### 記述課題 1:
ミッションスクールについての文章を読み、次の問いに答えなさい。
(a) ミュージアムめぐりの皮切りとして訪れた施設はどこか。
(b) 横浜が開港されたのは何年か。
(c) アメリカから多数来日した女性の宣教師は、文中で何と呼ばれているか。
### 記述課題 2:
ミッションスクールについての文章のうち、「横浜市の山手地区が、女子ミッ」から「伝道ブームでもあったからだ。」までを、その両端も含めて一字も変えずに書き写しなさい。
### 記述課題 3:
ミッションスクールについての文章を、最後の文のあとから書き進めなさい。

「企画展 ガールズ ビー アンビシャス!-横浜山手のミッション・スクール-」(横浜開港資料館)に行ってきた。好天にめぐまれた港町は散歩日和、ミュージアムめぐりの皮切りは、東急みなとみらい線の日本大通りで下車してすぐの横浜開港資料館から始めた。
横浜市の山手地区が、女子ミッションスクールの誕生の地となったことは、ある意味では当然といえば当然といっていいかもしれない。
幕末の1859年に「日米和親条約」によって開港された横浜の外国人居留区に集まってきたのは貿易商人たちだけでなく、キリスト教の宣教師や修道女もまた引き寄せられてきた。明治時代初期は、世界的にキリスト教伝道ブームでもあったからだ。
とくにアメリカからは男性の宣教師だけでなく、いわゆる「婦人宣教師」たちが多数来日している。彼女たちは、当時の日本では手薄であった女子教育の充実に取り組むことから、キリスト教の布教の着手したのであった。
日本の女子教育におけるミッションスクールの意義は、強調してもしすぎることはない。明治政府は女子教育にはチカラを入れてなかったため、キリスト教ミッションが果たした役割はきわめて大きかったのである。ミッションスクールの隆盛が、のちに明治政府に危機感をもたせ、女子教育の充実に着手させることになる。

### 項目一覧:
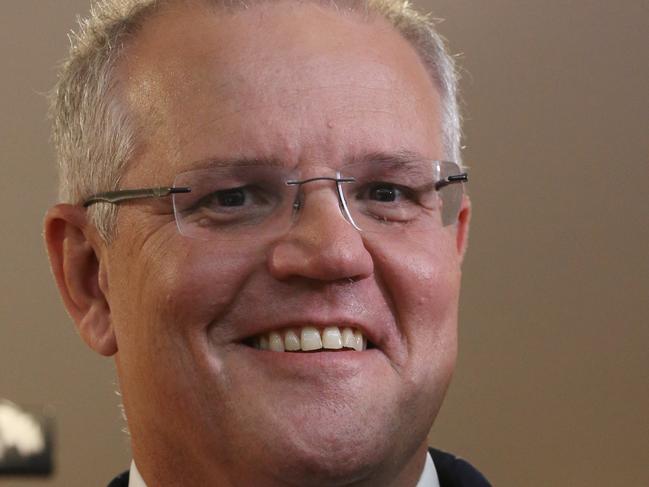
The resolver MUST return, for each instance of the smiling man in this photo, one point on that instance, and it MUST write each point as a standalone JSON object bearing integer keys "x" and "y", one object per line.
{"x": 261, "y": 224}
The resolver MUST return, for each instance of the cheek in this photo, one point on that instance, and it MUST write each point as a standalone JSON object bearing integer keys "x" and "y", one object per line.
{"x": 423, "y": 285}
{"x": 176, "y": 292}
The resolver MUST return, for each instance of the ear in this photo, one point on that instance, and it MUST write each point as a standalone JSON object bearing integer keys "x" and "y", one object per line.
{"x": 462, "y": 231}
{"x": 75, "y": 251}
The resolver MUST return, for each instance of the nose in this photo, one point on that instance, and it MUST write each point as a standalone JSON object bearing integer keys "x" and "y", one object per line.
{"x": 321, "y": 244}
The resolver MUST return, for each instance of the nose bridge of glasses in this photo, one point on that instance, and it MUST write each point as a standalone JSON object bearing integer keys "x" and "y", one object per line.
{"x": 318, "y": 188}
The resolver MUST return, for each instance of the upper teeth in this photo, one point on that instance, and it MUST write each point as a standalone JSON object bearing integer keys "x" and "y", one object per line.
{"x": 310, "y": 338}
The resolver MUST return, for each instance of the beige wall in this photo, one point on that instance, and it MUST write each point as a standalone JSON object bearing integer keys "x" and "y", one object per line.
{"x": 552, "y": 386}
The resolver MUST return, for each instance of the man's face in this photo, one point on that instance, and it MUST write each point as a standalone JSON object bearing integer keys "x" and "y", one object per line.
{"x": 313, "y": 90}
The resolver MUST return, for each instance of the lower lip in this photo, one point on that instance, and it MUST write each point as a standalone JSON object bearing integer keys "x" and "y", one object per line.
{"x": 314, "y": 361}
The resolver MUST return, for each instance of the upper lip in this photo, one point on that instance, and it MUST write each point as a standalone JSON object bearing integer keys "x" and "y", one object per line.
{"x": 372, "y": 333}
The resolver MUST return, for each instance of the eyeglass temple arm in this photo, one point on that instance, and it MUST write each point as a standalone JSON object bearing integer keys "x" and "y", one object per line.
{"x": 458, "y": 178}
{"x": 116, "y": 197}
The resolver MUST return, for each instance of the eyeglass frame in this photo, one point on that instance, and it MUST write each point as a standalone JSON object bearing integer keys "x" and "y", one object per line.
{"x": 120, "y": 196}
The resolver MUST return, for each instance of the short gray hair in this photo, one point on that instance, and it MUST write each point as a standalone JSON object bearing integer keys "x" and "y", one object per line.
{"x": 95, "y": 136}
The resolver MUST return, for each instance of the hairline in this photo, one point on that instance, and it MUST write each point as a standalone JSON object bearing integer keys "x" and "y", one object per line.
{"x": 111, "y": 95}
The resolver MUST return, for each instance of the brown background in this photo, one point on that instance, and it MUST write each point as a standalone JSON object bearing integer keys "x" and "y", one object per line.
{"x": 552, "y": 385}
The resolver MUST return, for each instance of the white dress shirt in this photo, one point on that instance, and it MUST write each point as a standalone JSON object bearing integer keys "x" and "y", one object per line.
{"x": 428, "y": 475}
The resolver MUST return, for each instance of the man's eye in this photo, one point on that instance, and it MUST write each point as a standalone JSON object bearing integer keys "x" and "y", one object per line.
{"x": 385, "y": 193}
{"x": 231, "y": 197}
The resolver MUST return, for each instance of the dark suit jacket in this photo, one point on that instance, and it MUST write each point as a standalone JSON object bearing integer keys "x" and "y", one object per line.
{"x": 451, "y": 471}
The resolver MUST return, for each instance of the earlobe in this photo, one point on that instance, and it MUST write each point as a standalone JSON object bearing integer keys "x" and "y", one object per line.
{"x": 462, "y": 234}
{"x": 74, "y": 249}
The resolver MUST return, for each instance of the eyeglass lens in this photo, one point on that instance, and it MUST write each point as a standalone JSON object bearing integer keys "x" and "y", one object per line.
{"x": 238, "y": 202}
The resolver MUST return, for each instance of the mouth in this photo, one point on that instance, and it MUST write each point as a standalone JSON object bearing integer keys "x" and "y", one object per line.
{"x": 311, "y": 339}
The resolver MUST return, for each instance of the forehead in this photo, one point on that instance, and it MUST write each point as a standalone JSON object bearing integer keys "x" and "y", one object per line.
{"x": 299, "y": 83}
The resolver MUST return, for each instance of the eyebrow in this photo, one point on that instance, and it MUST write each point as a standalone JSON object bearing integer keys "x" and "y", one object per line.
{"x": 234, "y": 162}
{"x": 398, "y": 157}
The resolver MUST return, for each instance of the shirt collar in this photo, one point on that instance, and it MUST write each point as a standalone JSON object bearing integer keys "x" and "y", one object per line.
{"x": 428, "y": 475}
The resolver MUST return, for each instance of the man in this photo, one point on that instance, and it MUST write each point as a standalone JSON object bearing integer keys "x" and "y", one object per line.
{"x": 279, "y": 287}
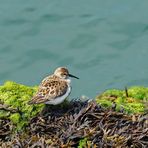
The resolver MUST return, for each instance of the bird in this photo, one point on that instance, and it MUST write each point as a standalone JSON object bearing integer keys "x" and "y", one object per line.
{"x": 54, "y": 89}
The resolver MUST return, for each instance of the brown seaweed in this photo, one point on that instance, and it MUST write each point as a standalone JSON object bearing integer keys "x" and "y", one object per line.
{"x": 65, "y": 127}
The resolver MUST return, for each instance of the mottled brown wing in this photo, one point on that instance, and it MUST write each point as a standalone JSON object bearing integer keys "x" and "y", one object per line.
{"x": 49, "y": 89}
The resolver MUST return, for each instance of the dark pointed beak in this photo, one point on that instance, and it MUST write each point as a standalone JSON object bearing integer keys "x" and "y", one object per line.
{"x": 70, "y": 75}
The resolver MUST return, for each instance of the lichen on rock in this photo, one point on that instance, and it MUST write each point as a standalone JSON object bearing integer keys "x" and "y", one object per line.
{"x": 15, "y": 98}
{"x": 134, "y": 100}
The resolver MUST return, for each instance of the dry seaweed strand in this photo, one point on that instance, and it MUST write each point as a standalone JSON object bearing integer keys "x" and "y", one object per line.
{"x": 65, "y": 127}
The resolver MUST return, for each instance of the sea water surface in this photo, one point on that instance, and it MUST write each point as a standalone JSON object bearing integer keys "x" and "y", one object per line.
{"x": 103, "y": 42}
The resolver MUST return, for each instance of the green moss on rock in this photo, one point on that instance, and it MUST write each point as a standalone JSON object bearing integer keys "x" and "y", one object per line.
{"x": 17, "y": 96}
{"x": 135, "y": 102}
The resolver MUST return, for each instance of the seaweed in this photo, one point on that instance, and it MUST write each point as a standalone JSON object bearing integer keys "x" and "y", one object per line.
{"x": 82, "y": 124}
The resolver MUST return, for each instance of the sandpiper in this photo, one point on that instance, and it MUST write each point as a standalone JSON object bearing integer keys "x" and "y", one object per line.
{"x": 54, "y": 89}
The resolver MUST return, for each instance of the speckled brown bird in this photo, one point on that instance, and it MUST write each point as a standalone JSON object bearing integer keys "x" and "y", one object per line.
{"x": 54, "y": 89}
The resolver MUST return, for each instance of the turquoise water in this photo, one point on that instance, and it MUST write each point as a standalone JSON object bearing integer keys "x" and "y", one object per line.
{"x": 105, "y": 43}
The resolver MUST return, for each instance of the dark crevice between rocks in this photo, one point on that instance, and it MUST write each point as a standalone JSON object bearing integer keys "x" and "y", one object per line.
{"x": 58, "y": 126}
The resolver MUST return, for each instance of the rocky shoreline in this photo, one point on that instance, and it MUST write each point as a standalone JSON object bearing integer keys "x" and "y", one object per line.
{"x": 116, "y": 118}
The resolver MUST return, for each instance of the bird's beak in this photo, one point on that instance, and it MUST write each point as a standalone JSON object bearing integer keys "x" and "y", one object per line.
{"x": 70, "y": 75}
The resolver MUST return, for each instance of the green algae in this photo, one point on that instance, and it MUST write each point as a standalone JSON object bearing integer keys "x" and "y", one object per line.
{"x": 16, "y": 96}
{"x": 133, "y": 101}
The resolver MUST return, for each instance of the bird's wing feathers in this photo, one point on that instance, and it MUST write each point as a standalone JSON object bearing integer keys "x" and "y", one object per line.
{"x": 49, "y": 89}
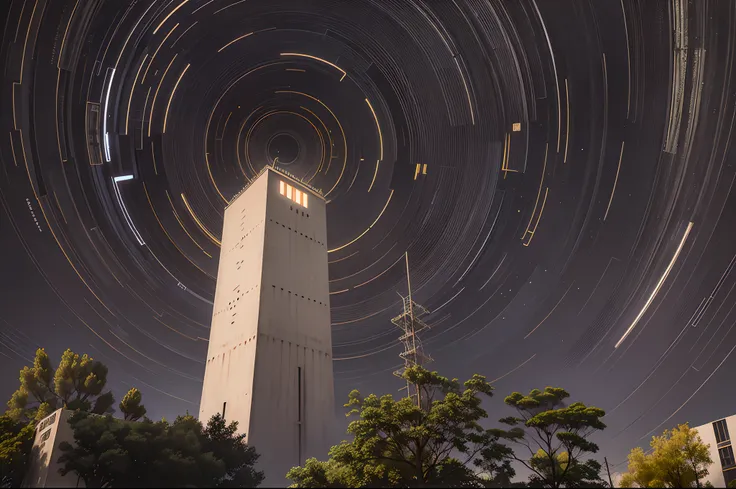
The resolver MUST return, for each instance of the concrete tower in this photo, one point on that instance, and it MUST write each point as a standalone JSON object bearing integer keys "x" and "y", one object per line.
{"x": 269, "y": 363}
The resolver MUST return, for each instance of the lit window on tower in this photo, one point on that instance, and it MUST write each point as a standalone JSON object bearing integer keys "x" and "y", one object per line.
{"x": 294, "y": 194}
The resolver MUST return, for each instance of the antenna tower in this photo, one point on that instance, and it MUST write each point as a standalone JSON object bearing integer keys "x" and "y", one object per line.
{"x": 411, "y": 324}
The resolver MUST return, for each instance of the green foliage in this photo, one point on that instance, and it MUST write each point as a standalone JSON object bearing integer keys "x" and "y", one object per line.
{"x": 16, "y": 439}
{"x": 678, "y": 458}
{"x": 116, "y": 453}
{"x": 555, "y": 436}
{"x": 75, "y": 384}
{"x": 404, "y": 443}
{"x": 131, "y": 406}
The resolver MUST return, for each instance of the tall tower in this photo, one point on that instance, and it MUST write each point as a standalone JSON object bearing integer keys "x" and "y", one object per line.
{"x": 269, "y": 362}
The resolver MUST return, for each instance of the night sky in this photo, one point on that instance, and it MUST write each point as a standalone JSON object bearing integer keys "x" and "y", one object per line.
{"x": 573, "y": 225}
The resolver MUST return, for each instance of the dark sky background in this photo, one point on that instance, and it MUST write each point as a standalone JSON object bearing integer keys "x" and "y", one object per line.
{"x": 591, "y": 247}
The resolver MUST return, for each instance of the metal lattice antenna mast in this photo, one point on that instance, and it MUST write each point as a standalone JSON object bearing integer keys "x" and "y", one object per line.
{"x": 411, "y": 325}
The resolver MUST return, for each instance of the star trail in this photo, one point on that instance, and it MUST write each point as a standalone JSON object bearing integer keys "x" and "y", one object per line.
{"x": 560, "y": 173}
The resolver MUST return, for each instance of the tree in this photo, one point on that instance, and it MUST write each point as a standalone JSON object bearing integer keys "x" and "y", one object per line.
{"x": 224, "y": 442}
{"x": 678, "y": 458}
{"x": 131, "y": 406}
{"x": 16, "y": 439}
{"x": 556, "y": 437}
{"x": 77, "y": 383}
{"x": 437, "y": 441}
{"x": 109, "y": 452}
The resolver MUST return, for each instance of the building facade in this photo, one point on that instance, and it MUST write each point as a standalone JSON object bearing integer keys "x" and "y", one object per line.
{"x": 718, "y": 435}
{"x": 43, "y": 470}
{"x": 269, "y": 363}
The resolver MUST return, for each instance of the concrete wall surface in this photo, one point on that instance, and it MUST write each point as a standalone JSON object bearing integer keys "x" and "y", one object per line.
{"x": 43, "y": 470}
{"x": 269, "y": 364}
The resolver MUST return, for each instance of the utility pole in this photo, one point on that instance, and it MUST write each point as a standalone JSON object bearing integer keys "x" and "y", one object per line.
{"x": 410, "y": 324}
{"x": 609, "y": 472}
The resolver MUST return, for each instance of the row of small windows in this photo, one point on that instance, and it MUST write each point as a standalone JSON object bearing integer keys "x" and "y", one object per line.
{"x": 301, "y": 198}
{"x": 291, "y": 207}
{"x": 231, "y": 305}
{"x": 240, "y": 344}
{"x": 297, "y": 295}
{"x": 301, "y": 234}
{"x": 273, "y": 340}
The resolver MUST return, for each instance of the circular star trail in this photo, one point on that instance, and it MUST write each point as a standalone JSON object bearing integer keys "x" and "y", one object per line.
{"x": 559, "y": 173}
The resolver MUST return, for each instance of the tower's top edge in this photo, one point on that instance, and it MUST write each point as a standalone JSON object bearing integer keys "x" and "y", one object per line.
{"x": 317, "y": 193}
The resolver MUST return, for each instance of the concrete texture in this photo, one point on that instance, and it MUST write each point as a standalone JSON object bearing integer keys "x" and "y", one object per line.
{"x": 269, "y": 363}
{"x": 43, "y": 470}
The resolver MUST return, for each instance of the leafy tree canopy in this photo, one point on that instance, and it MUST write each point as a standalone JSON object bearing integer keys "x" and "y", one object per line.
{"x": 77, "y": 383}
{"x": 678, "y": 458}
{"x": 555, "y": 437}
{"x": 117, "y": 453}
{"x": 16, "y": 439}
{"x": 436, "y": 441}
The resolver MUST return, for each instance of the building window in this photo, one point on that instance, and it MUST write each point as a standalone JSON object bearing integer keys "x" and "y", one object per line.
{"x": 721, "y": 430}
{"x": 294, "y": 194}
{"x": 726, "y": 454}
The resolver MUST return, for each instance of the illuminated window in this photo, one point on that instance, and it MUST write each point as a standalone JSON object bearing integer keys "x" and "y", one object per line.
{"x": 294, "y": 194}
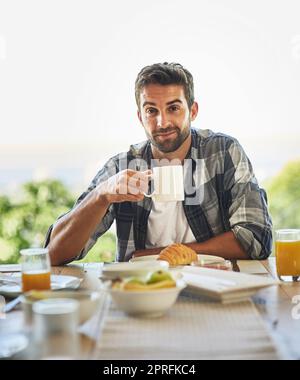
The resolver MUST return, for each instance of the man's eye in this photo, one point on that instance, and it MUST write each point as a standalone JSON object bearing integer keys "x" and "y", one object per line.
{"x": 150, "y": 111}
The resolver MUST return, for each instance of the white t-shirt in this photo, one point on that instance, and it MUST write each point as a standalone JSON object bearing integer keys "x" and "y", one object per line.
{"x": 167, "y": 224}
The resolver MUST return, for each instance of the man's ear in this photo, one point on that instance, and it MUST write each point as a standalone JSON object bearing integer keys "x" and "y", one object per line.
{"x": 194, "y": 111}
{"x": 139, "y": 116}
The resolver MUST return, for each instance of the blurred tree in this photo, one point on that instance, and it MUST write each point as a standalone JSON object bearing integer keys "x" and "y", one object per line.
{"x": 284, "y": 197}
{"x": 24, "y": 224}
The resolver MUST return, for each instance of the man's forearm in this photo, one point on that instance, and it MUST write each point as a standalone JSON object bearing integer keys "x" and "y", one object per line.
{"x": 225, "y": 245}
{"x": 71, "y": 232}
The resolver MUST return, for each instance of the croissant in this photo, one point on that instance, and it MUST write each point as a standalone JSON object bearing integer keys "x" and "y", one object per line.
{"x": 178, "y": 254}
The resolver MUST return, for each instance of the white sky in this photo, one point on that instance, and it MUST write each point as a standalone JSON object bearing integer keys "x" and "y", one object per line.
{"x": 67, "y": 72}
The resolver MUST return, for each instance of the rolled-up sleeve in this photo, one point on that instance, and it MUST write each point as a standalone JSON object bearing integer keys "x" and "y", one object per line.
{"x": 247, "y": 204}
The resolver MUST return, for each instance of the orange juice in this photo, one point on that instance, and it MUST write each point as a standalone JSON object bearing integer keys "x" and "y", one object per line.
{"x": 36, "y": 281}
{"x": 288, "y": 258}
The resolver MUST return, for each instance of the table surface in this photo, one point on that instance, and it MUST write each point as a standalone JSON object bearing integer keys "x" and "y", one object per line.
{"x": 275, "y": 305}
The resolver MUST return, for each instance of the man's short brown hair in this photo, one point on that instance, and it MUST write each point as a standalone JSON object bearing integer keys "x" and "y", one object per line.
{"x": 165, "y": 74}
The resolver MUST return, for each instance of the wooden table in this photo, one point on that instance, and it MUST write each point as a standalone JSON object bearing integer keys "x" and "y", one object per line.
{"x": 275, "y": 305}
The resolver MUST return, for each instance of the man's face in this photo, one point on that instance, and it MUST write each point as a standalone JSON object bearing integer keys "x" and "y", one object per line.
{"x": 165, "y": 116}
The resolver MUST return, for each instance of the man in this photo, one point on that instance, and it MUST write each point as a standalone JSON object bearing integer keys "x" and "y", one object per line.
{"x": 226, "y": 215}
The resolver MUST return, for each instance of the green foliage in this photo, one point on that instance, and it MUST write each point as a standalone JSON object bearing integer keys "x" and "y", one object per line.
{"x": 284, "y": 197}
{"x": 24, "y": 223}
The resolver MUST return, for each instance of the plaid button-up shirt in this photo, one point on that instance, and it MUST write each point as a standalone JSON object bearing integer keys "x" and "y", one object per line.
{"x": 222, "y": 195}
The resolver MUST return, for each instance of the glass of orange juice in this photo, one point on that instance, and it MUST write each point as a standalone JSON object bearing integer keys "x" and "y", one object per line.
{"x": 35, "y": 269}
{"x": 287, "y": 245}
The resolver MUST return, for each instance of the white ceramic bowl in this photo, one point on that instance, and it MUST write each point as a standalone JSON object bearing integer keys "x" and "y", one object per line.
{"x": 151, "y": 303}
{"x": 128, "y": 269}
{"x": 89, "y": 301}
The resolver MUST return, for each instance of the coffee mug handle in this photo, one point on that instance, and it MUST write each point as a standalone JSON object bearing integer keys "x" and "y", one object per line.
{"x": 149, "y": 195}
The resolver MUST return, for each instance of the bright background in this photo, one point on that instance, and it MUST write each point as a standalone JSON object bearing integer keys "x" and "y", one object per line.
{"x": 67, "y": 72}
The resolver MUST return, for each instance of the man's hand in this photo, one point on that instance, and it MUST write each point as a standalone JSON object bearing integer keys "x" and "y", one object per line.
{"x": 125, "y": 186}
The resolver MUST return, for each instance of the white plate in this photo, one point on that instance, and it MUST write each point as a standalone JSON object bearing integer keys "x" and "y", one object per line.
{"x": 126, "y": 269}
{"x": 224, "y": 286}
{"x": 57, "y": 282}
{"x": 205, "y": 259}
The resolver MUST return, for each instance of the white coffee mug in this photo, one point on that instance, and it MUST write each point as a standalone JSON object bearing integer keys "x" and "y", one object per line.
{"x": 168, "y": 184}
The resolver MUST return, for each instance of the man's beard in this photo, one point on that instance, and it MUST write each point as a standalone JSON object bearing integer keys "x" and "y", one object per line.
{"x": 169, "y": 145}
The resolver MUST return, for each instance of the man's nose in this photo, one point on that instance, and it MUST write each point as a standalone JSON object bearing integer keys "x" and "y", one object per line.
{"x": 162, "y": 121}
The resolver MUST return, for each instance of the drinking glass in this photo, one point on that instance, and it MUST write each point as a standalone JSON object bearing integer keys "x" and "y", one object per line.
{"x": 55, "y": 323}
{"x": 35, "y": 269}
{"x": 287, "y": 245}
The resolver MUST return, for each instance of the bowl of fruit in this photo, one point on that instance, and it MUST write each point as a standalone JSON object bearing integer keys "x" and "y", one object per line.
{"x": 148, "y": 296}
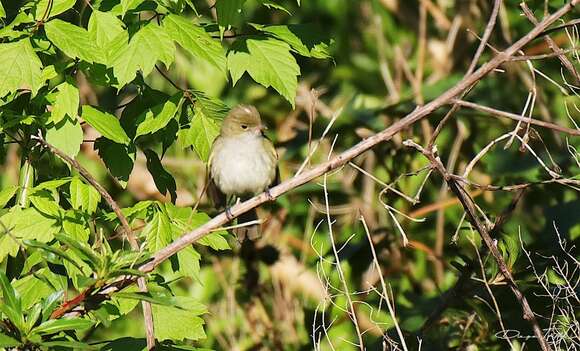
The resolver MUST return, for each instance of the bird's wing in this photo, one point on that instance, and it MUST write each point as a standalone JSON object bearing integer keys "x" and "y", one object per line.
{"x": 218, "y": 198}
{"x": 269, "y": 146}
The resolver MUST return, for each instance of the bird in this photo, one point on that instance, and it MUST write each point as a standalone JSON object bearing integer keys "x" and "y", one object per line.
{"x": 242, "y": 163}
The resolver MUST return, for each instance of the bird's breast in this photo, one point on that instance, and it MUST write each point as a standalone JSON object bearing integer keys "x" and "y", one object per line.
{"x": 241, "y": 165}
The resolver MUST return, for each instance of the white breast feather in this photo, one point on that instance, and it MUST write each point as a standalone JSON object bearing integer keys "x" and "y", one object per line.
{"x": 241, "y": 166}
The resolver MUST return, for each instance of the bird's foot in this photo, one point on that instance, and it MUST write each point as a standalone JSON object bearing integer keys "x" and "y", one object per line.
{"x": 269, "y": 195}
{"x": 229, "y": 214}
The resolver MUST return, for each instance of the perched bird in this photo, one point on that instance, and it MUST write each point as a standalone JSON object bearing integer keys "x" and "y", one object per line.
{"x": 242, "y": 163}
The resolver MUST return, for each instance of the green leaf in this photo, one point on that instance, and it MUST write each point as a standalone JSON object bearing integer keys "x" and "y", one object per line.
{"x": 555, "y": 278}
{"x": 179, "y": 323}
{"x": 83, "y": 250}
{"x": 54, "y": 250}
{"x": 228, "y": 13}
{"x": 75, "y": 226}
{"x": 58, "y": 7}
{"x": 32, "y": 289}
{"x": 204, "y": 126}
{"x": 5, "y": 340}
{"x": 106, "y": 124}
{"x": 188, "y": 260}
{"x": 9, "y": 294}
{"x": 273, "y": 5}
{"x": 158, "y": 116}
{"x": 268, "y": 61}
{"x": 74, "y": 41}
{"x": 164, "y": 181}
{"x": 67, "y": 103}
{"x": 127, "y": 5}
{"x": 56, "y": 325}
{"x": 29, "y": 223}
{"x": 45, "y": 203}
{"x": 147, "y": 296}
{"x": 72, "y": 345}
{"x": 149, "y": 45}
{"x": 11, "y": 30}
{"x": 20, "y": 68}
{"x": 83, "y": 196}
{"x": 307, "y": 40}
{"x": 6, "y": 194}
{"x": 118, "y": 158}
{"x": 158, "y": 232}
{"x": 67, "y": 136}
{"x": 108, "y": 34}
{"x": 195, "y": 40}
{"x": 184, "y": 220}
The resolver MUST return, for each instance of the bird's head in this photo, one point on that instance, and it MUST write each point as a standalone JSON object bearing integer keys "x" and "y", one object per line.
{"x": 242, "y": 119}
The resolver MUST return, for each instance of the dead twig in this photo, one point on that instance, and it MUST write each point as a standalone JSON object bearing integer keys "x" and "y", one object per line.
{"x": 483, "y": 230}
{"x": 129, "y": 235}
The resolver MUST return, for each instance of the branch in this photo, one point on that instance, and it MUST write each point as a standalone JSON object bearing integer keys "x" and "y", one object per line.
{"x": 552, "y": 44}
{"x": 474, "y": 60}
{"x": 343, "y": 158}
{"x": 340, "y": 160}
{"x": 129, "y": 235}
{"x": 453, "y": 294}
{"x": 484, "y": 232}
{"x": 516, "y": 117}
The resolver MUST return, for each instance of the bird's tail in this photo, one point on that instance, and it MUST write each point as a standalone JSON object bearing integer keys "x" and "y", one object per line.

### 模範解答 1:
(a) 横浜開港資料館
(b) 1859年
(c) 「婦人宣教師」

### 模範解答 2:
横浜市の山手地区が、女子ミッションスクールの誕生の地となったことは、ある意味では当然といえば当然といっていいかもしれない。
幕末の1859年に「日米和親条約」によって開港された横浜の外国人居留区に集まってきたのは貿易商人たちだけでなく、キリスト教の宣教師や修道女もまた引き寄せられてきた。明治時代初期は、世界的にキリスト教伝道ブームでもあったからだ。

### 模範解答 3:
今回の企画展で紹介されているのは、フェリス女学院(創立1870年)、横浜共立学園(創立1871年)、横浜英和学院(創立1880年)など5校。いずれも明治初年の創立である。
こじんまりとした展示会場だが、創立間もない頃の学校や授業の様子が、当時の写真や教科書の実物、そして制服などをつうじて感じ取れる展示内容で、なかなか内容充実したものであった。
横浜開港資料館に行ったのははじめてだが、「常設展示」もなかなか見所が多かった。
ペリー提督率いる米国艦隊が日本を「開国」させた舞台の一つが横浜であり、第二次グローバリゼーションの最先端となった横浜について、同時代の世界情勢のなかで捉えることのできる展示である。
企画展は4月19日までだが、常設展示も興味深いので、ぜひ足を伸ばしてみるといいだろう。ミュージアムショップで販売されている絵はがきや過去の展示会の図録もまた魅力的である。
<関連サイト>
横浜開港資料館 公式サイト
女子教育が遅れた日本で、「名門女子校」が生まれた理由-名門校はいかにして名門校になったのか【4】 (教育ジャーナリスト おおた としまさ、BLOGOS、2015年4月19日)
(2015年4月20日 情報追加)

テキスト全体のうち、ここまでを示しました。